* Extrait fourni *

◆ ◆ ◆ ◆

Rappeur, écrivain, slameur, poète, difficile de faire rentrer la musique de Ricky Rondo dans une case. D’origine Rwandaise, il se passionne pour l’écriture à l’âge de 18 ans et sort sa toute première mixtape il y’a maintenant 6 ans sur Soundcloud. Il revient en ce début 2021 avec son nouveau projet intitulé « Post Scriptum ».

En écoutant tout le projet, on sent que tu te prends la tête sur tes textes et que rien n’est laissé au hasard, il y a peu d’égotrip. On peut trouver de nombreux messages conscients dans tes morceaux…

RICKY RONDO : J’utilise beaucoup l’écriture et la musique pour faire passer des messages et informer les auditeurs sur des sujets qui me touchent. Je pense que ces sujets peuvent intéresser pas mal de personnes donc j’en parle à travers ma musique. Pour moi, la musique c’est plus faire passer un message plutôt que de faire de l’égotrip.

Dans le morceau Introduction-Spection je trouve que tu plantes totalement le décor et fais rentrer l’auditeur dans ton univers. Tu abordes beaucoup de thèmes qu’on va ensuite retrouver en long et en large dans les autres sons qui sont plutôt dédiés à un thème par son. Peux-tu m’expliquer ce choix ? Le fait que la majeure partie des thèmes qu’on retrouve dans ton projet soit abordée brièvement dans l’introduction ?

Exact ! C’est la définition même du titre, car non seulement c’est une introduction, mais c’est une introspection aussi. C’est l’introduction, car ça introduit tous les thèmes que je vais aborder dans mon projet, mais également introspection, car je raconte mon vécu et ma vision des choses par rapports à ces thèmes-là. C’est pour ça que j’ai choisi de mélanger le titre, je ne voulais pas juste mettre introduction ou introspection, car les deux mots représentent vraiment au mieux le morceau.

◆ ◆ ◆ ◆

* Enregistrements issus d'une source de données *

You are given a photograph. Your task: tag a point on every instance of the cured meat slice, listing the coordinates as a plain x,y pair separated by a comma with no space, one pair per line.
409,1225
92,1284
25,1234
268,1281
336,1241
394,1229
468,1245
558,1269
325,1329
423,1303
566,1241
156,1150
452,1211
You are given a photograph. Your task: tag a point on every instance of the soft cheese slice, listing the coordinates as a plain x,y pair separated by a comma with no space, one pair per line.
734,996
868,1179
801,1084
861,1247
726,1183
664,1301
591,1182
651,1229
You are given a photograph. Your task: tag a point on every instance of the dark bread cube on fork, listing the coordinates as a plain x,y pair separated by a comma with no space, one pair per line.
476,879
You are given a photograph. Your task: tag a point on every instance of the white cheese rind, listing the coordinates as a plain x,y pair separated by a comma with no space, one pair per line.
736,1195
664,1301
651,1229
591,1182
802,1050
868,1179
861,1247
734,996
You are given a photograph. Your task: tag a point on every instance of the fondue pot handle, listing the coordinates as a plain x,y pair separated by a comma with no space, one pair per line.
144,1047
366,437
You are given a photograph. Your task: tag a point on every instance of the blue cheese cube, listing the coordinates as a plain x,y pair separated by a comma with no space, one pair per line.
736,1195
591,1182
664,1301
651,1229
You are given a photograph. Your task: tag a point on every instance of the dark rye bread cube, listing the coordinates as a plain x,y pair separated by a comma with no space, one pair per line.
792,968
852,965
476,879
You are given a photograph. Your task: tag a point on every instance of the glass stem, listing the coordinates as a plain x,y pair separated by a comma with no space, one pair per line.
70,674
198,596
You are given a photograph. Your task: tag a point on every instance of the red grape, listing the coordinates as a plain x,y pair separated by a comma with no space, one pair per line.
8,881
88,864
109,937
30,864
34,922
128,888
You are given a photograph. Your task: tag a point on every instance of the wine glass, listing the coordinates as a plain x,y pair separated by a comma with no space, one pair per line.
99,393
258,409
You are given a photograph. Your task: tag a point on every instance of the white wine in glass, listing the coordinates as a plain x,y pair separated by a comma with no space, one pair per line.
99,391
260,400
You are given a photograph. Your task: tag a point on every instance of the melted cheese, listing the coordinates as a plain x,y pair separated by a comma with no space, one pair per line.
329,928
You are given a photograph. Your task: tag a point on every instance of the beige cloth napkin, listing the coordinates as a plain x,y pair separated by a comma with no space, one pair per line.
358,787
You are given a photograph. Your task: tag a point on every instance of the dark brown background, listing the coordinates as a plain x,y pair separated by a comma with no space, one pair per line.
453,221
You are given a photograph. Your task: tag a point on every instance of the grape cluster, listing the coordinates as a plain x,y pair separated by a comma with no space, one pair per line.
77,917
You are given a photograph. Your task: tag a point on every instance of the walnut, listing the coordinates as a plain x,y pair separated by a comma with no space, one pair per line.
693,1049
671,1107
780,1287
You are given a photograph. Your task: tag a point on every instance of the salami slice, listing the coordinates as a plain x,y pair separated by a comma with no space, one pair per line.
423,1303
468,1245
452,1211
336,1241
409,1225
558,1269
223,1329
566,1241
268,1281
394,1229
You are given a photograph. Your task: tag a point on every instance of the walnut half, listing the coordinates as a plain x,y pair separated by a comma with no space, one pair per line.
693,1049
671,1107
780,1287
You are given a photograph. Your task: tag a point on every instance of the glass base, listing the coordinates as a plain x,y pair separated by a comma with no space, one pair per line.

◆ ◆ ◆ ◆

* Consignes *
1. D'après l'extrait fourni, à quel âge Ricky Rondo s'est-il passionné pour l'écriture ?
2. Recopiez le passage de l'extrait fourni situé entre « Dans le morceau » et « brièvement dans l’introduction ? », inclus.

* Corrigé des exercices *
1. À 18 ans.

2.
Dans le morceau Introduction-Spection je trouve que tu plantes totalement le décor et fais rentrer l’auditeur dans ton univers. Tu abordes beaucoup de thèmes qu’on va ensuite retrouver en long et en large dans les autres sons qui sont plutôt dédiés à un thème par son. Peux-tu m’expliquer ce choix ? Le fait que la majeure partie des thèmes qu’on retrouve dans ton projet soit abordée brièvement dans l’introduction ?